> What this task involves:
Only one stretch of the listing below is wanted. Give it again exactly, from the line with "of the bed in" through the line with "the white door".

> Records to use:
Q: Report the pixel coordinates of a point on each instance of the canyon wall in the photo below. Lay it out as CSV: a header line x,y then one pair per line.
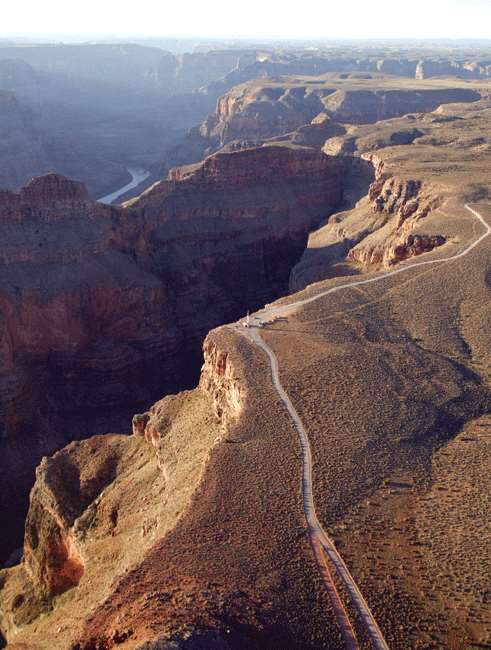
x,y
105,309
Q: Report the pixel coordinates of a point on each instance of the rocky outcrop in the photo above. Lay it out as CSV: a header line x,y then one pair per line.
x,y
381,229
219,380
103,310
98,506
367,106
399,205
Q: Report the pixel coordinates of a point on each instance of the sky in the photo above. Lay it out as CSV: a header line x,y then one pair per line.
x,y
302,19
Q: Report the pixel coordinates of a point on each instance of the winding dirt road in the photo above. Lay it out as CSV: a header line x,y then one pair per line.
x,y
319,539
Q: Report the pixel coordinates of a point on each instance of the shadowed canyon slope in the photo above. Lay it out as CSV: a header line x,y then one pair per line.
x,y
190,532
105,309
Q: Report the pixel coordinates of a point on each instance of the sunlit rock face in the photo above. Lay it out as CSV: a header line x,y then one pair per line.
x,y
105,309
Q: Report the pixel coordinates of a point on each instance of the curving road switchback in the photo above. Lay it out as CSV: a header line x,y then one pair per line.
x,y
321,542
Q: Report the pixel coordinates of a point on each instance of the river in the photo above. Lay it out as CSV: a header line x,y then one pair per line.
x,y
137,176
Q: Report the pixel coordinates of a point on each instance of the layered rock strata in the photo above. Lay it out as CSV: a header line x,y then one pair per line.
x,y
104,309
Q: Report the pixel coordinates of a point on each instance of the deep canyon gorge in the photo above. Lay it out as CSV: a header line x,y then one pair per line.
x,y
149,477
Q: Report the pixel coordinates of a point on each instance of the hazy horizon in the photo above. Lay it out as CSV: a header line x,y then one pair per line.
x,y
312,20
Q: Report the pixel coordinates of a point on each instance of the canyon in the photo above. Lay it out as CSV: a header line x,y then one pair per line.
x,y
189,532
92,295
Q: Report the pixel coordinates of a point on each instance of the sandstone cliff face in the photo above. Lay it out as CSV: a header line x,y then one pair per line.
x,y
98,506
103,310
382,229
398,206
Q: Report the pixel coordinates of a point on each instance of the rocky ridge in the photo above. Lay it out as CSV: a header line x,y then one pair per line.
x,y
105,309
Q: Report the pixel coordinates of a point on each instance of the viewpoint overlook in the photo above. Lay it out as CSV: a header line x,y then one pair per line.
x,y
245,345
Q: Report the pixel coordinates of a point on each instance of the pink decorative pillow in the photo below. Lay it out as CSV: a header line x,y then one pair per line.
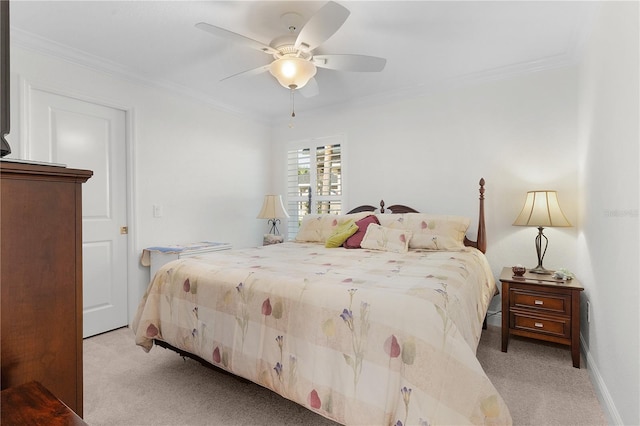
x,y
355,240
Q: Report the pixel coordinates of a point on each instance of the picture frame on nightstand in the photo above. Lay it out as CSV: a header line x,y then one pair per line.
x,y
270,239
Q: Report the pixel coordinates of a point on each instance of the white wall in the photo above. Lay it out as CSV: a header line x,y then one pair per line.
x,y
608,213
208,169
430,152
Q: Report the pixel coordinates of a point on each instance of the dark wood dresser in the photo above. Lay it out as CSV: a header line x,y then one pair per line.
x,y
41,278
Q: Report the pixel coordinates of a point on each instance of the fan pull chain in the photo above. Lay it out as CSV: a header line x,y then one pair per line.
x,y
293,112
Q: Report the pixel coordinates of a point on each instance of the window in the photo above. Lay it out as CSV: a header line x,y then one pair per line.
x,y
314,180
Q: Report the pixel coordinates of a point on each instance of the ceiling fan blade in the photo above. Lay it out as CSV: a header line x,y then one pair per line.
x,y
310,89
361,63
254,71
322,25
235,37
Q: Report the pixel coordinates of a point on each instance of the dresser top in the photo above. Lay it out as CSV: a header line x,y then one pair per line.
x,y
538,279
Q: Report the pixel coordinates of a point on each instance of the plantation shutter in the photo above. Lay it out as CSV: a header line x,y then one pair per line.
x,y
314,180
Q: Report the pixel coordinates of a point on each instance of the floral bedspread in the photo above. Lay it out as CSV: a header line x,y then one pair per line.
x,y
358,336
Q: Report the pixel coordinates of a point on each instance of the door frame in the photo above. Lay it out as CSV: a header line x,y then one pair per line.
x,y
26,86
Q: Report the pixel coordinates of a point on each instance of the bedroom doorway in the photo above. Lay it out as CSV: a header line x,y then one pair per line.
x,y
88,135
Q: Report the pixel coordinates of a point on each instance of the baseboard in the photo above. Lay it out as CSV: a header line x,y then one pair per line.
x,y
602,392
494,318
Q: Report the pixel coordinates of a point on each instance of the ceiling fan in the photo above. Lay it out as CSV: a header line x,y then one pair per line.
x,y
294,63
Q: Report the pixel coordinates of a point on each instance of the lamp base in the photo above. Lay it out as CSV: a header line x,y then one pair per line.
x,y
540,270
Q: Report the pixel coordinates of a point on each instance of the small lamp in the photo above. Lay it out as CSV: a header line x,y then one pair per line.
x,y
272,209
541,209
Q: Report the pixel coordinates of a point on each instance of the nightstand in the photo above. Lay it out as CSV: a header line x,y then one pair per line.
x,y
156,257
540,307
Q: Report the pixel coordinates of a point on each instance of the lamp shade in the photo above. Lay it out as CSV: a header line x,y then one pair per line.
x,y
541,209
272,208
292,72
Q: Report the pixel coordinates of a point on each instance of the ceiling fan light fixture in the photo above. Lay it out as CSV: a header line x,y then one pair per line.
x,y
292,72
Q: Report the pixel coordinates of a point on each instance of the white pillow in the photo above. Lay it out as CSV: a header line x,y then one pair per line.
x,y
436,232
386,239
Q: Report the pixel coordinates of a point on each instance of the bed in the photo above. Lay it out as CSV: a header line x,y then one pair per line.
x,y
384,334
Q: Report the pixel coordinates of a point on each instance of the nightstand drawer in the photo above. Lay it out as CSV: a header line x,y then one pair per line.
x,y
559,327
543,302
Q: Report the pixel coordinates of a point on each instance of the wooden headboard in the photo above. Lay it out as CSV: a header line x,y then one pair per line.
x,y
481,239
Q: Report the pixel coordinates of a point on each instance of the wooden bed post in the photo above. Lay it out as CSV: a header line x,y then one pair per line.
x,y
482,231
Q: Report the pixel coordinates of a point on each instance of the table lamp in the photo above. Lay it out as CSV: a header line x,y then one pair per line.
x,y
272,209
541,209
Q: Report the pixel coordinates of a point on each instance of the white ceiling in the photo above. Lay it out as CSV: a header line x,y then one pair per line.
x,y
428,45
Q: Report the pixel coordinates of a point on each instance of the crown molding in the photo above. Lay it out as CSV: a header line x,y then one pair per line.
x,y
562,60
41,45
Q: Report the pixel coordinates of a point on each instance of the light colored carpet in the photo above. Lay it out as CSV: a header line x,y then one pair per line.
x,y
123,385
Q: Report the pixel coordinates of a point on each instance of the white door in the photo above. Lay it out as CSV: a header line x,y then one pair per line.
==
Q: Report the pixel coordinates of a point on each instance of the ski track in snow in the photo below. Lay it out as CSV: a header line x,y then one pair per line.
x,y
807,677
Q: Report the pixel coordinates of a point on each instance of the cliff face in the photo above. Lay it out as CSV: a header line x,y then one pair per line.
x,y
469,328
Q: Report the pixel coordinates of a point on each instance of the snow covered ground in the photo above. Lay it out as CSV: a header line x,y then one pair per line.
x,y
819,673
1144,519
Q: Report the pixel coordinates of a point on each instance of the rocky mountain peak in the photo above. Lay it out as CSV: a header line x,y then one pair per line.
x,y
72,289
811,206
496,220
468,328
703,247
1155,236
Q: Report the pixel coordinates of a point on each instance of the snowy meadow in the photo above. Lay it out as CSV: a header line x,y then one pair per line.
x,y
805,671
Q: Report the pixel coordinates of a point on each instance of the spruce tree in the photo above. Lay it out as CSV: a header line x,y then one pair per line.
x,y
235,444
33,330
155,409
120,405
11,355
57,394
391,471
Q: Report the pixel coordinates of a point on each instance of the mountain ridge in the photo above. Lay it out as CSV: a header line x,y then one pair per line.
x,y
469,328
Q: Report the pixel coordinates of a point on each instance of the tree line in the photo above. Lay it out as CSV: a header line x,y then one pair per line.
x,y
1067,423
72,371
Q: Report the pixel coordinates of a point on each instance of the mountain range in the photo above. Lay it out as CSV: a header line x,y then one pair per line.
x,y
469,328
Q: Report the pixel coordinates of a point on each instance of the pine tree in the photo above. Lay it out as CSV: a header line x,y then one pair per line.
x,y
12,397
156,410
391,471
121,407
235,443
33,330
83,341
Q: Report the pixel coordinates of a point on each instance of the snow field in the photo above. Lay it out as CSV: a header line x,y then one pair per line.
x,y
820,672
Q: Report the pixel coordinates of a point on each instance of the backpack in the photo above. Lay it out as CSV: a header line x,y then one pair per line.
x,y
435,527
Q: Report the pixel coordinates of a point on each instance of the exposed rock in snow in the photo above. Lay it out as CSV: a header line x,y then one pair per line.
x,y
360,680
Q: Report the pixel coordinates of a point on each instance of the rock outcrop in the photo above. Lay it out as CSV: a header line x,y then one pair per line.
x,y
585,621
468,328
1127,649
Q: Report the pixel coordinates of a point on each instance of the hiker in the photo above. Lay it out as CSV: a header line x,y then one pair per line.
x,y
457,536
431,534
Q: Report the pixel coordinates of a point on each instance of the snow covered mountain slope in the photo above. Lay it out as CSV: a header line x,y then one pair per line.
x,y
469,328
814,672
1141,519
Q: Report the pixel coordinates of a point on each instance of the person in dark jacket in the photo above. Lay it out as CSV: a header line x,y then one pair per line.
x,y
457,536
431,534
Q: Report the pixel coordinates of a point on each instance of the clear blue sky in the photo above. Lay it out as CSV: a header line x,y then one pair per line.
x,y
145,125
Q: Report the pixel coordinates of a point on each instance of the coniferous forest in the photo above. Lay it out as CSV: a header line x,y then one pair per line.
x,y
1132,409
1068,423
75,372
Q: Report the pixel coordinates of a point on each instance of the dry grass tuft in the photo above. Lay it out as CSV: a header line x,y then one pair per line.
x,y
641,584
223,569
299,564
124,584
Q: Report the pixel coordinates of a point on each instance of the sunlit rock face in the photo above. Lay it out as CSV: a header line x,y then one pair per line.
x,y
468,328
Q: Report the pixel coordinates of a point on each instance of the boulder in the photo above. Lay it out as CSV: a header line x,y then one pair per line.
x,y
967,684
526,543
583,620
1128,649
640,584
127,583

> Solution:
Q: Report the pixel coordinates of a point on each instance of the bed in the photo above. Lay it out as CSV: a header line x,y then one pair per line.
x,y
384,334
Q: Report the pixel coordinates of a point on each instance of the nightstand drawer in the photo above. Lay it out as CSV: a header line x,y then one pair per line.
x,y
559,327
543,302
Q: Report the pixel coordinates of a point on each instance of the wooden headboard in the photo above. Lay it out as CSV: a header line x,y then one pair per line.
x,y
481,239
Q: Report the pixel coordinates of a point on each instance of the wooden bed post in the photo above. Lay it out as CSV: a header line x,y then one pair per line.
x,y
482,231
Q: Report the pixel coordinates of a point on each instance of the table lamp in the photo above. Lay it out as CSV: a header line x,y then one pair per line.
x,y
272,209
541,209
Q: Report the pixel coordinates of a point on each instance of the white ceiling in the photo above. Lay it out as CSV: a header line x,y then one pair per line.
x,y
428,45
Q: Report the pixel coordinates of a point on each instance of the crown molding in the photo above. Lay it out as CSV: a header line x,y then one pair per line.
x,y
562,60
41,45
Q: Report the pixel coordinates of a point on each instance of the light colored carpet in the photo above. Lay it out as CSV: a header line x,y then one pair per line.
x,y
123,385
Q: Report the pixel coordinates of a point on each instance of the white door in the photo above. Lay it out as CSV: a header line x,y then one pair per line.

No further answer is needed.